_Aim of the task_:
Two lines below mark the span: the one containing "Objective — one marker per instance of the green tree foliage" and the one containing "Objective — one marker per instance of the raised". Set down both, plus every line between, exactly as they stand, and nothing else.

>>>>>

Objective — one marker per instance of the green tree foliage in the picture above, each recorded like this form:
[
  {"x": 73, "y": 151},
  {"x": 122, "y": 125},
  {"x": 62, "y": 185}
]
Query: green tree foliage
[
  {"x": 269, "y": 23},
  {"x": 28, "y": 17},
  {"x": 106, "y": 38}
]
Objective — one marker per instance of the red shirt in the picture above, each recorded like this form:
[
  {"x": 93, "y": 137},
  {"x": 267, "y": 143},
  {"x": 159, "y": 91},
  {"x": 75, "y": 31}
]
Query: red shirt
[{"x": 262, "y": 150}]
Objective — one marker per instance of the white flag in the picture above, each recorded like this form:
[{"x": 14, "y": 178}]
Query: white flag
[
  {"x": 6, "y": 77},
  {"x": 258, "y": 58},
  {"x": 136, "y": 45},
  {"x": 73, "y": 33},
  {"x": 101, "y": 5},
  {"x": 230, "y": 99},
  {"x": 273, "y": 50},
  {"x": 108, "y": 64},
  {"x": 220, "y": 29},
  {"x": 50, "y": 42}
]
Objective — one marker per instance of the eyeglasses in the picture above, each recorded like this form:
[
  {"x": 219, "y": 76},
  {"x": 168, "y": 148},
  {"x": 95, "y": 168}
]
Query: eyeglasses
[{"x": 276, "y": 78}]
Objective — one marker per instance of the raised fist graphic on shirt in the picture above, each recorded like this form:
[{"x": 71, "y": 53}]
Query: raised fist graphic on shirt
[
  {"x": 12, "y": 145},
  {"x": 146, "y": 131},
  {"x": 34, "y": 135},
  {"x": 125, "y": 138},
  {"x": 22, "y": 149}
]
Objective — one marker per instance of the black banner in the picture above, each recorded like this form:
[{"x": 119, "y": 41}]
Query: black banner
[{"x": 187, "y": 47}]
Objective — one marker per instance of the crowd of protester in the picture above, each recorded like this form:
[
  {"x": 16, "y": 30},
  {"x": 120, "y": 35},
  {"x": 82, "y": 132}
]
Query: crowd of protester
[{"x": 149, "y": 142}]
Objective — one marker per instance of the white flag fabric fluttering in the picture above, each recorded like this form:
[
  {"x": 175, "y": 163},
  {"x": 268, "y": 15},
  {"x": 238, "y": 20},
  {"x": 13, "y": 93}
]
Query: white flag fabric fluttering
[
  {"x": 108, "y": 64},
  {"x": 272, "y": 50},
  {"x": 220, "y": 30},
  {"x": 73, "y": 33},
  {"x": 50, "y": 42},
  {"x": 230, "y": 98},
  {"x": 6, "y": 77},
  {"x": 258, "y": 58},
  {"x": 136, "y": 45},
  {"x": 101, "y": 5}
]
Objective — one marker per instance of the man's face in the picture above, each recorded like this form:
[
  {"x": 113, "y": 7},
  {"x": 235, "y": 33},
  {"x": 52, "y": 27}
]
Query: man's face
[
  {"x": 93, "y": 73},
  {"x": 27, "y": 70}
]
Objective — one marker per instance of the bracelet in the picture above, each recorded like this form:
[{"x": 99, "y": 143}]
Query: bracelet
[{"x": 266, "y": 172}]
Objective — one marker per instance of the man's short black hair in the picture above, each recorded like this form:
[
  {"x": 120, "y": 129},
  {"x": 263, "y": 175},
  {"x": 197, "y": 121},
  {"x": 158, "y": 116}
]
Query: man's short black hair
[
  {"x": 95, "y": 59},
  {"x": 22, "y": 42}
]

<<<<<
>>>>>

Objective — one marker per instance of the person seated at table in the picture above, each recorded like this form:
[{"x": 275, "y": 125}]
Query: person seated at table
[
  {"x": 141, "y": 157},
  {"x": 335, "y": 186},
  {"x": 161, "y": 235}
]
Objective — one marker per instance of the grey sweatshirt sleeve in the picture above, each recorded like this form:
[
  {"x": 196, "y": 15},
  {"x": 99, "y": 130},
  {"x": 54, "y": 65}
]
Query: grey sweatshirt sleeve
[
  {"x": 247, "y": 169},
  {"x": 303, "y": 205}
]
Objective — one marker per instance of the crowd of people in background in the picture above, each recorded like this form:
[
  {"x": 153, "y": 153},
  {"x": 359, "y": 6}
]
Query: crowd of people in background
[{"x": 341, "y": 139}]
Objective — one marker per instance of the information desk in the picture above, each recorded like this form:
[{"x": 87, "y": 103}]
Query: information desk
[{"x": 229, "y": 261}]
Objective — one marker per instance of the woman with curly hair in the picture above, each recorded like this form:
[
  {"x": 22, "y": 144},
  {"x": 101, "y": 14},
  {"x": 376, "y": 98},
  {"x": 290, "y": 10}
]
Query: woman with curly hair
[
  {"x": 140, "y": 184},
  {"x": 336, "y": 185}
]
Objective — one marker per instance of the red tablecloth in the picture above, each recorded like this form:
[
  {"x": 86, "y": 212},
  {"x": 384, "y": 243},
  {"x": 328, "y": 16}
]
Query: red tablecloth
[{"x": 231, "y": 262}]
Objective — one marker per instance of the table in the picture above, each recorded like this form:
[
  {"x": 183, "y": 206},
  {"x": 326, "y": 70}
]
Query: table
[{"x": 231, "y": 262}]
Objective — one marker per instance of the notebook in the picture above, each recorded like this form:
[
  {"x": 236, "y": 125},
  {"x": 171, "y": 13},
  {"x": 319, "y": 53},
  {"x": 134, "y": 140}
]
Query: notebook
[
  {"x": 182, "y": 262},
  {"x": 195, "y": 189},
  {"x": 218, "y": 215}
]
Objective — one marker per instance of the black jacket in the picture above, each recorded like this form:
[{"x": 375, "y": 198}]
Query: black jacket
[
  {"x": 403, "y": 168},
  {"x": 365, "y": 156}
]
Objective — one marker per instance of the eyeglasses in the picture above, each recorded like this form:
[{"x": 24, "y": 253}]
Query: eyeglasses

<<<<<
>>>>>

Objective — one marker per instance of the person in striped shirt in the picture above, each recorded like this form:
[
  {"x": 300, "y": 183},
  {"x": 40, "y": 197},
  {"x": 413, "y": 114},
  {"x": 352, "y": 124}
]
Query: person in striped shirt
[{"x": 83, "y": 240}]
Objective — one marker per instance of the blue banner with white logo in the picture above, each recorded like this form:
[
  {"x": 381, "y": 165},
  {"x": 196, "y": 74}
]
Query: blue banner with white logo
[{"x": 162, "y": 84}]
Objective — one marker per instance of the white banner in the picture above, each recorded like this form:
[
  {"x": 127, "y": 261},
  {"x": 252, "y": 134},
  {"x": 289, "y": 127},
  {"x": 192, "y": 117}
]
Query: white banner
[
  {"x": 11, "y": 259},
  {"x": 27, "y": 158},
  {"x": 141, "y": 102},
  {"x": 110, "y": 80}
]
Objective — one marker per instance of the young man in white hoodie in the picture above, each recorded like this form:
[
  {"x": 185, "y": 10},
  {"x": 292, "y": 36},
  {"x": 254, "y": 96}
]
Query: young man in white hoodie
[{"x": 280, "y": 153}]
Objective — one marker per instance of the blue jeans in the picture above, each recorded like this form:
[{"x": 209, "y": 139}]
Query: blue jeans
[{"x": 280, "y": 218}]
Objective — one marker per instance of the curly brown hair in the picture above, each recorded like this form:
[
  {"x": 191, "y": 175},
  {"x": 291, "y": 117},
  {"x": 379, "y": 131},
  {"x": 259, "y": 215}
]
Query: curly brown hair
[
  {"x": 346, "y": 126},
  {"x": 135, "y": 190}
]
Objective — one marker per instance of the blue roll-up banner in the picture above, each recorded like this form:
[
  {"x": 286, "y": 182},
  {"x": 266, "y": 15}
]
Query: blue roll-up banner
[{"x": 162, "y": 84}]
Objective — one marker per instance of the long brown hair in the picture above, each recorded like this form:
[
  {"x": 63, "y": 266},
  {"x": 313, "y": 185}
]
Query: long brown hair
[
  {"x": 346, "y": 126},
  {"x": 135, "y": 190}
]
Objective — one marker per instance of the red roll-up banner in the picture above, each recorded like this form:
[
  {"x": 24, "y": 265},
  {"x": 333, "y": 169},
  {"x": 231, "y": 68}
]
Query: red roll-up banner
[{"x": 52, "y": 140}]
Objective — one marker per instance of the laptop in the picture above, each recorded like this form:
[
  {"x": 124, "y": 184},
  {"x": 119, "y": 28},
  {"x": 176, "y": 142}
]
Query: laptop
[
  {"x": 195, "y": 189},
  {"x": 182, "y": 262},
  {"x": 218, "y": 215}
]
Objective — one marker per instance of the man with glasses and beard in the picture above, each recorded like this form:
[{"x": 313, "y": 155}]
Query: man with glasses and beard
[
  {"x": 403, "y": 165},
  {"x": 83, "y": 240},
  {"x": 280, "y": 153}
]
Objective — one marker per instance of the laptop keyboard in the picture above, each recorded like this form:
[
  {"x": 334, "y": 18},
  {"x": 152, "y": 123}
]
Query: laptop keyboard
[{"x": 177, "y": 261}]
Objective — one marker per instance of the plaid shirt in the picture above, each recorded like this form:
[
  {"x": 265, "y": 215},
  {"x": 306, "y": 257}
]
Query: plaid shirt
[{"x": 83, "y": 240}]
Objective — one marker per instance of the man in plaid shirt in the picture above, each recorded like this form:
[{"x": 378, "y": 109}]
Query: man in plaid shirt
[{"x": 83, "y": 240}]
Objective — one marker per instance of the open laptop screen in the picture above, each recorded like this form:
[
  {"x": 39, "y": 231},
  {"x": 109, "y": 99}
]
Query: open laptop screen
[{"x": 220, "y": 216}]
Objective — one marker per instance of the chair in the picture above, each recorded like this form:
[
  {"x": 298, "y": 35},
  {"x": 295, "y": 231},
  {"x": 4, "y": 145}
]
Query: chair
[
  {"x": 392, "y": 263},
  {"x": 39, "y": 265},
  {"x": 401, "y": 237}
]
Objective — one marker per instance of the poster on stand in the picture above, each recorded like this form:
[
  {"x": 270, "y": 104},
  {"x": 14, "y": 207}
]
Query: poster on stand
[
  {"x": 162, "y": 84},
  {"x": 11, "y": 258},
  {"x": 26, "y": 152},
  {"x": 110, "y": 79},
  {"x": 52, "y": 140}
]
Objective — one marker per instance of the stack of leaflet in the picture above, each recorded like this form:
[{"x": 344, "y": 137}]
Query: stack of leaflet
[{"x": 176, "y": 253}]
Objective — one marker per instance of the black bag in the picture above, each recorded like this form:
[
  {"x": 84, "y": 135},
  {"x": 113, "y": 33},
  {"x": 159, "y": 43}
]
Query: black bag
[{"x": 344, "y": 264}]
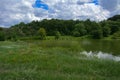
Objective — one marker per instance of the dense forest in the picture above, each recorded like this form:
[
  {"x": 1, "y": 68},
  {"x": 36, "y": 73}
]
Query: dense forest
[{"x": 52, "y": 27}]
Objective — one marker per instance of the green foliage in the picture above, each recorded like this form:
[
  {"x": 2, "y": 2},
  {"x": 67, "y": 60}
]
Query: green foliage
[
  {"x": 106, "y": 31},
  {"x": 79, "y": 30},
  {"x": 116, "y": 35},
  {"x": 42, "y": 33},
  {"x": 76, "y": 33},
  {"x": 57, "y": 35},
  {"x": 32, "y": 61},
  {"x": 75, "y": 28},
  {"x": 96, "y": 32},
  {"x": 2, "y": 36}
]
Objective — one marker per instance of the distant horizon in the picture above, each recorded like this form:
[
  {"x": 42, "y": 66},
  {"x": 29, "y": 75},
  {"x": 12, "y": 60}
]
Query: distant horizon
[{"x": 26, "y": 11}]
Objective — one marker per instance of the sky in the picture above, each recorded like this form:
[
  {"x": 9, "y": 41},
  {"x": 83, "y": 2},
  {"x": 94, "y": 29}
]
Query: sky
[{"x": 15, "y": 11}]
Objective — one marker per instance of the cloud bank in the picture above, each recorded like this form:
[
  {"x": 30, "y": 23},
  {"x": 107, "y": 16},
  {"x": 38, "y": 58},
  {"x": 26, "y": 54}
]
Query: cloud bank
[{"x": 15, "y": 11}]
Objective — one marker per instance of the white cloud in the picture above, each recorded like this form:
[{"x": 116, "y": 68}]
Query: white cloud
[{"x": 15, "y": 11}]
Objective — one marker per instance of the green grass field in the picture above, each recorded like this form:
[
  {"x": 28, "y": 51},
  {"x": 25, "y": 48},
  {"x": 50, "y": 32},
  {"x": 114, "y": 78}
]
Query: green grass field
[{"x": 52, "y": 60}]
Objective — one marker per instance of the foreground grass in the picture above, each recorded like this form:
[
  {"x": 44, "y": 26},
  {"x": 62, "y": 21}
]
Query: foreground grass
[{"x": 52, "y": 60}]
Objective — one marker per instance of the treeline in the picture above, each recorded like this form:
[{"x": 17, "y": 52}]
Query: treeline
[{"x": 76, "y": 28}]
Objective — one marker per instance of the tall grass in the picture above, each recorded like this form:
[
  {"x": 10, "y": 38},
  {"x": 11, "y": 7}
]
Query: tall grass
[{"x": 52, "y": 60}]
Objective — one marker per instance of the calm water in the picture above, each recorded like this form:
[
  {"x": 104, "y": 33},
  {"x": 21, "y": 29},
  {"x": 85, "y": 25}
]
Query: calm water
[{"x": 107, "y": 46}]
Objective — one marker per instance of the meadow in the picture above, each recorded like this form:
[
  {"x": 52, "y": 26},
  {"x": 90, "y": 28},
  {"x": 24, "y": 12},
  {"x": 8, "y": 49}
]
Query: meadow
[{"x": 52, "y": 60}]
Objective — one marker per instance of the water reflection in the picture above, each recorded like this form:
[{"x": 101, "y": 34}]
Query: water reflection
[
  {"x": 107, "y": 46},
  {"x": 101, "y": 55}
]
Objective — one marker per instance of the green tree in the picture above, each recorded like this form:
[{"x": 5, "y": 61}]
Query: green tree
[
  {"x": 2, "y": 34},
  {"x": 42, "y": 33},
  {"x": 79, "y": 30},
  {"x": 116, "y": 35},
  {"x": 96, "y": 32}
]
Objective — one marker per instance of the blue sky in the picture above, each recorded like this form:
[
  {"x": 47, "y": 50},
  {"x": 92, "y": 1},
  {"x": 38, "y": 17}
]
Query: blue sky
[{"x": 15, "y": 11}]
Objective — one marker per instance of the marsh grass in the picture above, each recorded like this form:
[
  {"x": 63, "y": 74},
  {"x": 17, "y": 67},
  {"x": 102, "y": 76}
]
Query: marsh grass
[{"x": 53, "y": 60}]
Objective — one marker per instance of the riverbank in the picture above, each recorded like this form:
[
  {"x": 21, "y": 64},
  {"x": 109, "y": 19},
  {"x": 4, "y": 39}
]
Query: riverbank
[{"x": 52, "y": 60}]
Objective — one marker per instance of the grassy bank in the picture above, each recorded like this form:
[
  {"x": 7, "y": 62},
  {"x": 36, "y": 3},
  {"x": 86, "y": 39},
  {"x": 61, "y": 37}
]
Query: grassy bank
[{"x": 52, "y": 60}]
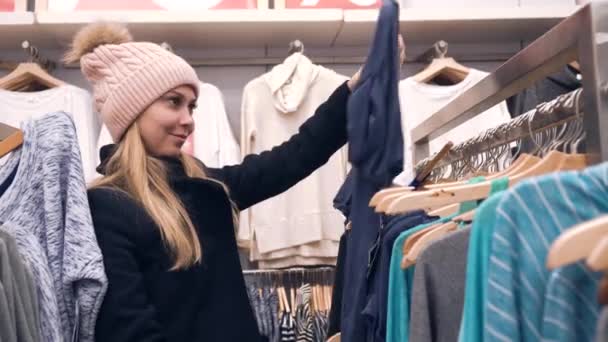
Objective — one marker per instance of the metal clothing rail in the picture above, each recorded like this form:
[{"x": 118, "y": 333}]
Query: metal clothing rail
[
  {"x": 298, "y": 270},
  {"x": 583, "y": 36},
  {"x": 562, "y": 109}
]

<<<<<

_Solution below_:
Objective — one marker per instance of the green tree foliage in the picture above, each recorded like this form:
[
  {"x": 73, "y": 151},
  {"x": 122, "y": 125},
  {"x": 62, "y": 185}
]
Query: green tree foliage
[
  {"x": 269, "y": 23},
  {"x": 28, "y": 17},
  {"x": 106, "y": 38}
]
Objective — one marker per instance of the red shirt in the picture above, each recorded like this form:
[
  {"x": 93, "y": 137},
  {"x": 267, "y": 143},
  {"x": 159, "y": 91},
  {"x": 75, "y": 31}
]
Query: red shirt
[{"x": 262, "y": 150}]
Objective — one marker per instance of the white flag in the picture above, each recorded like this form:
[{"x": 14, "y": 178}]
Query: white flag
[
  {"x": 6, "y": 77},
  {"x": 258, "y": 58},
  {"x": 136, "y": 45},
  {"x": 73, "y": 33},
  {"x": 101, "y": 5},
  {"x": 230, "y": 99},
  {"x": 273, "y": 50},
  {"x": 108, "y": 64},
  {"x": 220, "y": 29},
  {"x": 50, "y": 42}
]
Objective — one marker per instance of the eyeglasses in the picture above, each recorded like this form:
[
  {"x": 219, "y": 76},
  {"x": 168, "y": 148},
  {"x": 95, "y": 168}
]
Query: eyeglasses
[{"x": 276, "y": 78}]
Objective — one marker per instance of the raised fist graphic on shirt in the picture above, each recorded like this form:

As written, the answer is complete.